What you are asked to do –
Only text lines belong in the answer: the lines from the first one in the records through the line with "Point out the leaf on jeans, one", copied exactly.

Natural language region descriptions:
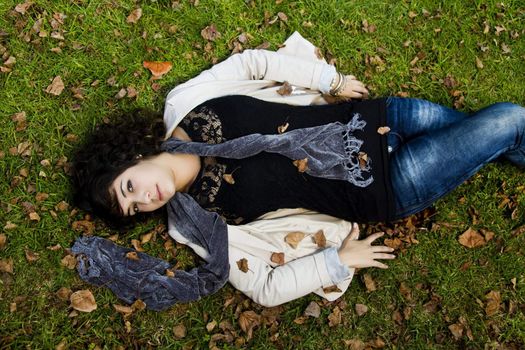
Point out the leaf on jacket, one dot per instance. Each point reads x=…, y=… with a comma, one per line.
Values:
x=293, y=238
x=282, y=128
x=286, y=89
x=243, y=265
x=228, y=178
x=471, y=239
x=56, y=87
x=83, y=300
x=277, y=258
x=248, y=320
x=301, y=164
x=383, y=130
x=157, y=69
x=320, y=239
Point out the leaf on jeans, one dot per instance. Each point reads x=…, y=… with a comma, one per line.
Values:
x=293, y=238
x=228, y=178
x=493, y=303
x=282, y=128
x=301, y=164
x=277, y=258
x=134, y=16
x=471, y=239
x=56, y=87
x=334, y=319
x=83, y=300
x=320, y=239
x=157, y=69
x=243, y=265
x=286, y=89
x=383, y=130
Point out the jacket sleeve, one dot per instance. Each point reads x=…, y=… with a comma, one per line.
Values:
x=270, y=286
x=267, y=65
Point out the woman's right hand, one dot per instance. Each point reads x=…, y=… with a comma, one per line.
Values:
x=361, y=253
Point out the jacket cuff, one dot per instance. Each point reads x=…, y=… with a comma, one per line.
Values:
x=327, y=75
x=336, y=270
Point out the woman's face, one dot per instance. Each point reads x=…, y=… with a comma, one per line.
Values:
x=144, y=187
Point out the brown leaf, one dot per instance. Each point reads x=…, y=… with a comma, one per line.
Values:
x=282, y=128
x=228, y=178
x=134, y=16
x=132, y=256
x=471, y=239
x=293, y=238
x=301, y=164
x=457, y=330
x=83, y=300
x=383, y=130
x=361, y=309
x=157, y=69
x=277, y=258
x=123, y=309
x=493, y=303
x=369, y=283
x=286, y=89
x=64, y=293
x=22, y=8
x=56, y=87
x=320, y=239
x=248, y=320
x=179, y=331
x=313, y=310
x=242, y=264
x=334, y=319
x=210, y=33
x=69, y=261
x=31, y=256
x=6, y=265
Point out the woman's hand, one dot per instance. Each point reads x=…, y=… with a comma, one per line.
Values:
x=353, y=88
x=362, y=253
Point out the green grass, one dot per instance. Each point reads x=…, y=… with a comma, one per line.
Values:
x=99, y=45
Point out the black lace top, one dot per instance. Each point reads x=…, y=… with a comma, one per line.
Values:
x=242, y=189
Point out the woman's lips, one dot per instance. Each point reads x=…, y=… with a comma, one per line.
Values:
x=158, y=193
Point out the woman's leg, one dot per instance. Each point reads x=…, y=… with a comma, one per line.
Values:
x=410, y=117
x=434, y=163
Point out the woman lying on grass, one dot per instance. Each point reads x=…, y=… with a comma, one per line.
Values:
x=242, y=147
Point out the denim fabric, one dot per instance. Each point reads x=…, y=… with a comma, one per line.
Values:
x=434, y=148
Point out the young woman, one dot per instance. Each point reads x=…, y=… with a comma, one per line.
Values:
x=240, y=154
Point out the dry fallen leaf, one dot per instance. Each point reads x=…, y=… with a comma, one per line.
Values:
x=383, y=130
x=277, y=258
x=134, y=16
x=157, y=69
x=286, y=89
x=293, y=238
x=56, y=87
x=242, y=264
x=320, y=239
x=282, y=128
x=301, y=164
x=471, y=239
x=334, y=319
x=83, y=300
x=313, y=310
x=228, y=178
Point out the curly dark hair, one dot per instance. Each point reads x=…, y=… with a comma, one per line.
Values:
x=106, y=153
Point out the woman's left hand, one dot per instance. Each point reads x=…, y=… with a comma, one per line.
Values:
x=353, y=88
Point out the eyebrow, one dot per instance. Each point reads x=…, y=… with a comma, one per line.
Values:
x=122, y=191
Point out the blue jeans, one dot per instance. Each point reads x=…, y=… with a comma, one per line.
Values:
x=434, y=148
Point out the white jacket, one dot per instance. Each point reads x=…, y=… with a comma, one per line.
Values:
x=257, y=73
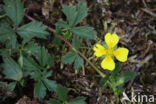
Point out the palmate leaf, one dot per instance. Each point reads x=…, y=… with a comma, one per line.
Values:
x=5, y=31
x=71, y=13
x=78, y=100
x=44, y=58
x=40, y=90
x=32, y=29
x=69, y=58
x=61, y=92
x=84, y=32
x=82, y=12
x=78, y=63
x=8, y=34
x=30, y=64
x=31, y=48
x=11, y=69
x=11, y=86
x=76, y=42
x=50, y=84
x=14, y=10
x=54, y=101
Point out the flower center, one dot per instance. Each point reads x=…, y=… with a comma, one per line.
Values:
x=110, y=51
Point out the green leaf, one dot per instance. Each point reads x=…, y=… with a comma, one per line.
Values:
x=11, y=86
x=33, y=29
x=82, y=11
x=31, y=48
x=46, y=74
x=54, y=101
x=62, y=24
x=20, y=60
x=36, y=76
x=45, y=58
x=11, y=69
x=6, y=33
x=14, y=10
x=71, y=13
x=30, y=64
x=40, y=90
x=78, y=63
x=78, y=100
x=116, y=70
x=125, y=77
x=2, y=84
x=57, y=41
x=84, y=32
x=61, y=92
x=4, y=52
x=75, y=14
x=76, y=42
x=51, y=85
x=69, y=57
x=12, y=42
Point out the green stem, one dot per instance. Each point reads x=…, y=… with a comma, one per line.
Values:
x=2, y=16
x=70, y=45
x=102, y=75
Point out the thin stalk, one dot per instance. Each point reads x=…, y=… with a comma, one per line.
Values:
x=70, y=45
x=2, y=16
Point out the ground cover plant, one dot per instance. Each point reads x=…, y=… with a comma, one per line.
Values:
x=77, y=52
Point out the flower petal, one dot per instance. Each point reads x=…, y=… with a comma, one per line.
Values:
x=121, y=54
x=99, y=50
x=111, y=40
x=108, y=63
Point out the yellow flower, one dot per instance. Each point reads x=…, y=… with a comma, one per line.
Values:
x=120, y=54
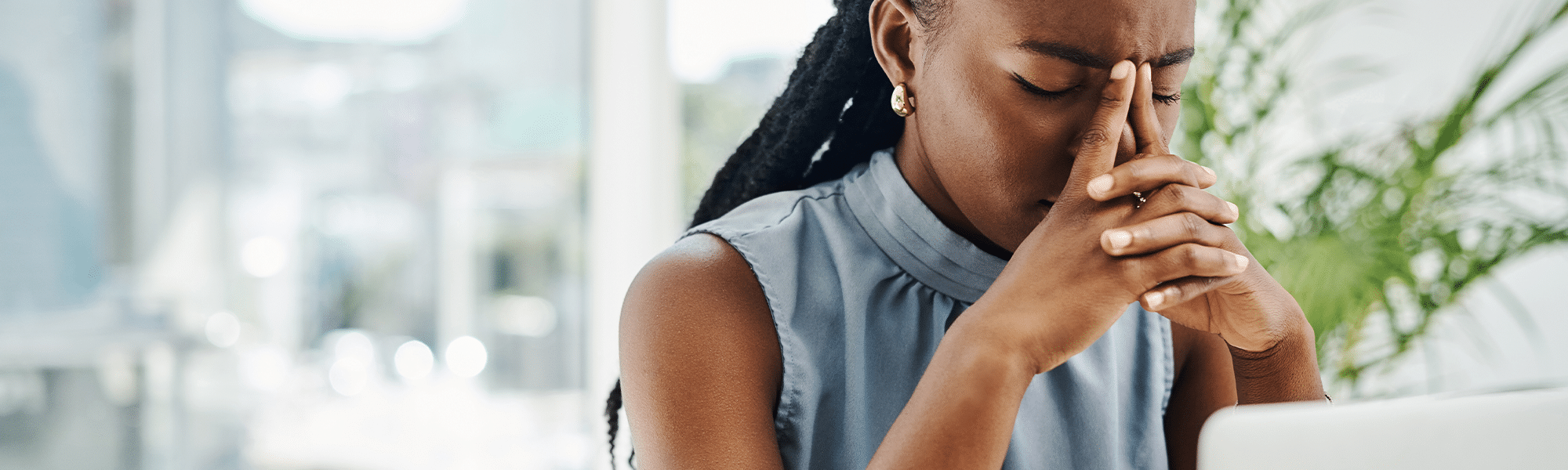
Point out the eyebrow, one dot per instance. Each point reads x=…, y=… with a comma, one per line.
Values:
x=1091, y=60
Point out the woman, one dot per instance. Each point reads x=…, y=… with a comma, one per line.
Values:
x=1018, y=176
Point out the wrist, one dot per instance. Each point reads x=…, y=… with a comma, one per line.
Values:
x=982, y=342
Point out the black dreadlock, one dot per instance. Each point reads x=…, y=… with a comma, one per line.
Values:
x=837, y=68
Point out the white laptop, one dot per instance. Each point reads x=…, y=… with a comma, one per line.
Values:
x=1512, y=430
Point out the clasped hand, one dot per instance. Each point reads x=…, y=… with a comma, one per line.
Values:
x=1102, y=248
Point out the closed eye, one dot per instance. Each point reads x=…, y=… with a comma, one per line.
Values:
x=1040, y=92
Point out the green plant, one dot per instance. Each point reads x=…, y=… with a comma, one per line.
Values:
x=1396, y=225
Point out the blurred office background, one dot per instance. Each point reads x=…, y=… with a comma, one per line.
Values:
x=357, y=234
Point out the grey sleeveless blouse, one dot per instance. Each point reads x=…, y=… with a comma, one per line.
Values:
x=863, y=281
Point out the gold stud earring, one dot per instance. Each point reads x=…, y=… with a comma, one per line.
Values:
x=902, y=101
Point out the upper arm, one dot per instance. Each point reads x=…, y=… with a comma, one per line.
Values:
x=700, y=361
x=1205, y=383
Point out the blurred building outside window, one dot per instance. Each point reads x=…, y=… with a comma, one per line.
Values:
x=355, y=234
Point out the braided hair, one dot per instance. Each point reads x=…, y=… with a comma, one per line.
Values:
x=837, y=68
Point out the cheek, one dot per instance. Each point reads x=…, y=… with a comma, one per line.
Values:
x=1004, y=146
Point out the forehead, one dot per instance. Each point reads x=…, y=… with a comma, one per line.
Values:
x=1141, y=31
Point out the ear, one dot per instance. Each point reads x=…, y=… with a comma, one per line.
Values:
x=893, y=26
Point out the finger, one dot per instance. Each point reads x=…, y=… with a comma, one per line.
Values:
x=1180, y=198
x=1149, y=173
x=1185, y=261
x=1164, y=233
x=1145, y=121
x=1097, y=146
x=1180, y=292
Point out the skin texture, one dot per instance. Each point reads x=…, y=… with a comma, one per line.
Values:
x=1042, y=181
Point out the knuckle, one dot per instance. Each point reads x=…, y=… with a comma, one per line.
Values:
x=1098, y=136
x=1177, y=197
x=1111, y=101
x=1192, y=226
x=1189, y=255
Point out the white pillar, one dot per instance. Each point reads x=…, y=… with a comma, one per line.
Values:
x=633, y=172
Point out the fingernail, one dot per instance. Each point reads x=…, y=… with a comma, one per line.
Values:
x=1100, y=186
x=1119, y=239
x=1155, y=300
x=1122, y=71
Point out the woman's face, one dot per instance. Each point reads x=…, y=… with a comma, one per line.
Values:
x=1007, y=85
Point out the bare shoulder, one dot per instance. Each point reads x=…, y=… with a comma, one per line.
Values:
x=1203, y=385
x=699, y=283
x=700, y=361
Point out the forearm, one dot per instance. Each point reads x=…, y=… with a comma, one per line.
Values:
x=962, y=413
x=1288, y=372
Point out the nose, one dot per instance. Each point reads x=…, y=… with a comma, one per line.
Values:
x=1128, y=146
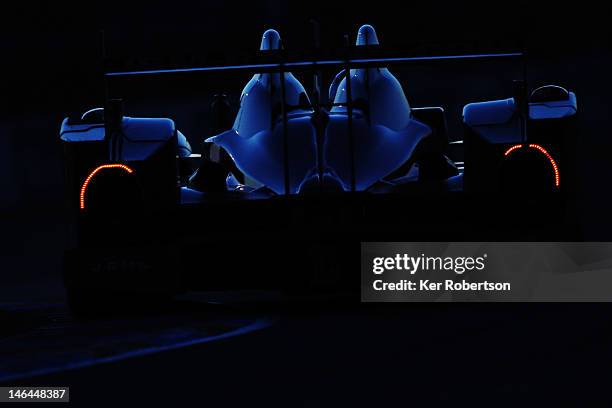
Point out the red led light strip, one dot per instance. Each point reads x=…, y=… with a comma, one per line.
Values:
x=96, y=171
x=545, y=153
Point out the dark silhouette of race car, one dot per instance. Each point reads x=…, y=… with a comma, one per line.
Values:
x=279, y=197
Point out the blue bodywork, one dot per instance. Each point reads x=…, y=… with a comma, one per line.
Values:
x=384, y=131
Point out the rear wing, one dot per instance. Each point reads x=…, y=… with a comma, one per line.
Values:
x=280, y=61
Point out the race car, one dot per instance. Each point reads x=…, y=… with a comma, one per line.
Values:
x=281, y=197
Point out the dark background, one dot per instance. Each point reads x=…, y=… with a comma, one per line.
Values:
x=51, y=67
x=51, y=54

Solution –
Point out the leaf on jacket, one dot per instance. Each point reads x=…, y=… with a comma, one per line.
Values:
x=293, y=238
x=282, y=128
x=286, y=89
x=243, y=265
x=228, y=178
x=471, y=239
x=56, y=87
x=83, y=300
x=277, y=258
x=248, y=320
x=301, y=164
x=383, y=130
x=157, y=69
x=320, y=239
Point out the leaf on jeans, one dot per instance. Each point reads x=…, y=… with a comma, one per line.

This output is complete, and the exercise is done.